EXERCISE INPUT →
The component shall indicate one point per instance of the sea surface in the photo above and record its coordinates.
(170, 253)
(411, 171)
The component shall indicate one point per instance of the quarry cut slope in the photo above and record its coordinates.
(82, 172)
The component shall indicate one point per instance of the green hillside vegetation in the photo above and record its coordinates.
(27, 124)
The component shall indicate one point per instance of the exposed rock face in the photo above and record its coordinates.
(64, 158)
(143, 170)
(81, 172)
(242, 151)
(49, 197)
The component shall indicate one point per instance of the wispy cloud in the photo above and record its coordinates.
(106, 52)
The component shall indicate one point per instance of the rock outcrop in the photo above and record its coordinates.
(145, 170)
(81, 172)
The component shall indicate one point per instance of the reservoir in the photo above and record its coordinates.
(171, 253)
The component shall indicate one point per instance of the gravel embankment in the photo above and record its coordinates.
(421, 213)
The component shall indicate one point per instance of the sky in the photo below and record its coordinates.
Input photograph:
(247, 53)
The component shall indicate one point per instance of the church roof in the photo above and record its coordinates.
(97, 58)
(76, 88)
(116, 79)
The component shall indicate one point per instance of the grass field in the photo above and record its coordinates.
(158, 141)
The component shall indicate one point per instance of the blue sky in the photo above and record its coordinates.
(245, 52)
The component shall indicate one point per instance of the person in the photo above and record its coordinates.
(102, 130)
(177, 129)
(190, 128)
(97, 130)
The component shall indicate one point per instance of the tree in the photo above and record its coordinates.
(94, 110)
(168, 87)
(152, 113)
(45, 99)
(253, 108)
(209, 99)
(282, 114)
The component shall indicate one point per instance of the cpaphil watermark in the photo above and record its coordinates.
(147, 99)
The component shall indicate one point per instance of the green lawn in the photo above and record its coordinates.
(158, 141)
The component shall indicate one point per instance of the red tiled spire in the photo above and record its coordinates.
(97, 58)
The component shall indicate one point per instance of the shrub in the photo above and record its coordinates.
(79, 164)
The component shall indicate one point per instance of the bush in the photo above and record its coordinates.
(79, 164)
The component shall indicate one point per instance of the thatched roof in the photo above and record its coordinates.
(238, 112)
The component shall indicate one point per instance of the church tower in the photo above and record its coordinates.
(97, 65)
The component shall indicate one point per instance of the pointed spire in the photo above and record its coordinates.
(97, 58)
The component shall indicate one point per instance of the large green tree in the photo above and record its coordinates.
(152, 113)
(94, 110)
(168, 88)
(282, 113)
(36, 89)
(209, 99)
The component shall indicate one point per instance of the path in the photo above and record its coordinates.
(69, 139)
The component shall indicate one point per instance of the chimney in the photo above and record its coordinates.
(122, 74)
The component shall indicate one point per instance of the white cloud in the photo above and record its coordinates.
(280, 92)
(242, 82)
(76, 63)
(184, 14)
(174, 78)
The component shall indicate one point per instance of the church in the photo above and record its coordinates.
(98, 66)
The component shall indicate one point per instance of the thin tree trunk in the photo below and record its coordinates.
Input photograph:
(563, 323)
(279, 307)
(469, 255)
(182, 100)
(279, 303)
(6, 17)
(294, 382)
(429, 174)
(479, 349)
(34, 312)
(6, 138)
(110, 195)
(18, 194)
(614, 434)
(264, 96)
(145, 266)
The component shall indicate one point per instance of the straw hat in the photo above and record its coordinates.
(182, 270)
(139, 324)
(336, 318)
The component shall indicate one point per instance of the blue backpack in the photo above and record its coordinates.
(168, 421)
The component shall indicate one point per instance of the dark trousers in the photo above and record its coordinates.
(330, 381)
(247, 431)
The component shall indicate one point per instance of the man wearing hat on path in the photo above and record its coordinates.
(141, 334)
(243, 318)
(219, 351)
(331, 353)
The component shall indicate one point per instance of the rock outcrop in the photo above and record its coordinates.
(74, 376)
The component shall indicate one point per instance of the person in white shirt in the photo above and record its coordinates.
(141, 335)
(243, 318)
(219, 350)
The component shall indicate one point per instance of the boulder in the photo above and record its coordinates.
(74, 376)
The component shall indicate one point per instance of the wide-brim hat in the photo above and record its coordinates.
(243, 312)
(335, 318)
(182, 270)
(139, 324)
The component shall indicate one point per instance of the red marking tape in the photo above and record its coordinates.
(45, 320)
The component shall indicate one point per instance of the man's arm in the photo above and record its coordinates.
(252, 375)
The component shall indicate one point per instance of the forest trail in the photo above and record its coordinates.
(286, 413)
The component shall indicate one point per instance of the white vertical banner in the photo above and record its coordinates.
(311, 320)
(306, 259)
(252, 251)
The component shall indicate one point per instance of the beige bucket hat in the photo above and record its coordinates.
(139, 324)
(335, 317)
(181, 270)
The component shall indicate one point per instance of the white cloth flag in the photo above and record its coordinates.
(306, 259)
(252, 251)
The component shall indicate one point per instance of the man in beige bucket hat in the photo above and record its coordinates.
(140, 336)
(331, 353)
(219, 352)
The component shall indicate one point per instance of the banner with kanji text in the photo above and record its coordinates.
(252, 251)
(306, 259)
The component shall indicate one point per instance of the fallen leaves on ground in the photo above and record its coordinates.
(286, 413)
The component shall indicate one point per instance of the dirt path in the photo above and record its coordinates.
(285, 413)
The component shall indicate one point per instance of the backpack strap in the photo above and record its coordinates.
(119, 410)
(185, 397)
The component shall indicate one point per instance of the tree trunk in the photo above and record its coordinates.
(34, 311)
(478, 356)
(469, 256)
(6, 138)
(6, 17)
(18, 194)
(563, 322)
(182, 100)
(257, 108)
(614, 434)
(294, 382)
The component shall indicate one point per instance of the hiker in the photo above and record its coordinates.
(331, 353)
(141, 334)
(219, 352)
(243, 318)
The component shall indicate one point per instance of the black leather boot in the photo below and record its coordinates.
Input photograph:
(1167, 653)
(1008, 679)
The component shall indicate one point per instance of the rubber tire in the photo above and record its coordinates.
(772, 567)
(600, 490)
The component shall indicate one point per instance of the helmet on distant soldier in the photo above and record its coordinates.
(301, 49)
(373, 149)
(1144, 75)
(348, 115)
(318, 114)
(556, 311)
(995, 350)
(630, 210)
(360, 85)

STATED TASK →
Extract the whole listing, character for character.

ANSWER →
The component shall indicate one point per instance of the sea surface in the photo above and record its coordinates.
(170, 253)
(411, 171)
The component shall indicate one point per instance of the quarry cut slope in the photo above and record its coordinates.
(82, 172)
The component shall indicate one point per instance of the green hillside vegetation in the photo above and record its coordinates.
(27, 124)
The component shall indicate one point per instance of the exposed rock face in the photo above and record its coordinates.
(64, 158)
(143, 170)
(81, 172)
(242, 151)
(49, 197)
The component shall indicate one point per instance of the wispy cloud in the photo above and record its coordinates.
(106, 52)
The component shall indicate one point per instance of the rock outcrop in the photo above and record its coordinates.
(145, 170)
(81, 172)
The component shall indicate one point per instance of the reservoir in the photo above and record its coordinates.
(171, 253)
The component shall indicate one point per instance of the gravel embankment in the photo above and record its coordinates.
(421, 213)
The component shall indicate one point per instance of the sky in the photo below and record its coordinates.
Input photograph:
(247, 53)
The component shall indicate one point per instance of the church roof in the photo above and record its coordinates.
(97, 58)
(76, 88)
(116, 79)
The component shall indicate one point per instance of the grass field in the photo above and record its coordinates.
(158, 141)
The component shall indicate one point per instance of the blue sky in the photo above and record its coordinates.
(245, 52)
The component shall indicate one point per instance of the person in the photo above and record its coordinates.
(102, 130)
(177, 129)
(190, 128)
(97, 130)
The component shall indicate one point per instance of the tree in the photo above and record its coordinates.
(94, 110)
(168, 87)
(152, 113)
(45, 99)
(253, 108)
(209, 99)
(282, 114)
The component shall indicate one point per instance of the cpaphil watermark in the photo above and record its coordinates.
(147, 99)
The component shall indicate one point per instance of the green lawn in the photo above and record its coordinates.
(158, 141)
The component shall indicate one point per instance of the red tiled spire in the photo above and record its coordinates.
(97, 58)
The component shall indicate one point per instance of the shrub in the photo above and record its coordinates.
(79, 164)
The component shall indicate one point per instance of the bush in the photo above and record its coordinates.
(79, 164)
The component shall indicate one point per instance of the thatched roof in the photo above and record its coordinates.
(238, 112)
The component shall indicate one point per instance of the church tower in the photo above and record its coordinates.
(97, 65)
The component shall indicate one point per instance of the pointed spire in the photo above and record its coordinates.
(97, 58)
The component shall indicate one point per instance of the large green tree in the photo above and record its coordinates.
(152, 113)
(94, 110)
(168, 88)
(282, 113)
(36, 89)
(209, 99)
The component shall indicate one point per instance of the path in the photo above and record its coordinates.
(69, 139)
The component shall indicate one point per instance of the chimney in the photo above and record its coordinates.
(122, 74)
The component shall indicate one point per instance of the white cloud in the photo above and record its coordinates.
(280, 92)
(242, 82)
(76, 63)
(184, 14)
(174, 78)
The component shall indicate one point per instance of the church in the photo above and record its coordinates.
(98, 66)
The component shall indicate one point per instance of the thin tree trunk in the photo below and record its coordinates.
Input photograph:
(563, 323)
(279, 307)
(469, 255)
(182, 100)
(279, 303)
(6, 17)
(294, 382)
(429, 174)
(479, 349)
(34, 312)
(6, 138)
(110, 195)
(18, 194)
(614, 434)
(264, 96)
(145, 266)
The component shall indicate one point per instance of the straw hat in the photo above and record its coordinates.
(182, 270)
(139, 324)
(336, 318)
The component shall indicate one point per instance of the blue backpack in the photo above and record its coordinates.
(168, 421)
The component shall indicate one point per instance of the dark trousers in the photo above and record its coordinates.
(330, 381)
(247, 431)
The component shall indicate one point per instance of the man wearing hat on path in the photo above and record its coordinates.
(141, 334)
(243, 318)
(219, 351)
(331, 353)
The component shall indicate one point per instance of the rock outcrop in the photo above and record its coordinates.
(74, 376)
The component shall indicate one point per instance of the person in white shirt in the photo above and record its coordinates.
(141, 335)
(243, 318)
(219, 350)
The component shall indicate one point per instance of the boulder in the photo above and record its coordinates.
(74, 376)
The component shall indicate one point per instance of the wide-brim hat in the photo above and record its coordinates.
(243, 312)
(335, 318)
(182, 270)
(139, 324)
The component shall indicate one point per instance of the red marking tape in the photo above and record its coordinates.
(45, 320)
The component shall indicate one point per instance of the man's arm in the photo above and record its coordinates.
(252, 375)
The component shall indicate one point per instance of the forest trail in the photo above and record its coordinates.
(286, 413)
The component shall indicate one point per instance of the white vertical banner in the photo above and record its coordinates.
(311, 320)
(306, 259)
(252, 251)
The component shall indicate one point per instance of the beige bucket hat in the photo above and record its coordinates.
(139, 324)
(335, 317)
(181, 270)
The component shall indicate one point per instance of the white cloth flag in the photo above and record its coordinates.
(306, 259)
(252, 251)
The component shall indicate one point per instance of the man in beige bucket hat in the photo above and record its coordinates.
(140, 336)
(331, 353)
(219, 352)
The component shall indicate one point per instance of the banner with kanji text in the photo above and record its coordinates.
(252, 251)
(306, 259)
The component shall indicate one point per instance of the fallen leaves on ground in the photo above and record its coordinates.
(286, 413)
The component shall indicate one point per instance of the dirt path in the photo above and record its coordinates.
(285, 413)
The component shall indicate one point per instance of the backpack strap in the photo above and record its coordinates.
(119, 410)
(185, 397)
The component shall indicate one point per instance of the tree trunk in the photo above and record its coordinates.
(34, 311)
(478, 356)
(469, 256)
(6, 138)
(6, 17)
(18, 194)
(563, 322)
(182, 100)
(257, 108)
(614, 434)
(294, 382)
The component shall indicate one point per instance of the hiker in the photo above and record its coordinates.
(331, 353)
(141, 334)
(219, 352)
(243, 318)
The component shall indicate one point per instance of the black leather boot in the photo below and record its coordinates.
Input photograph:
(1167, 653)
(1008, 679)
The component shall indicate one point per instance of the rubber tire in the photo above and record its coordinates.
(772, 567)
(600, 490)
The component shall indicate one point per instance of the helmet on distant soldier in the photo above and record its coordinates.
(301, 49)
(373, 149)
(1144, 75)
(348, 115)
(318, 114)
(556, 311)
(995, 350)
(630, 210)
(360, 85)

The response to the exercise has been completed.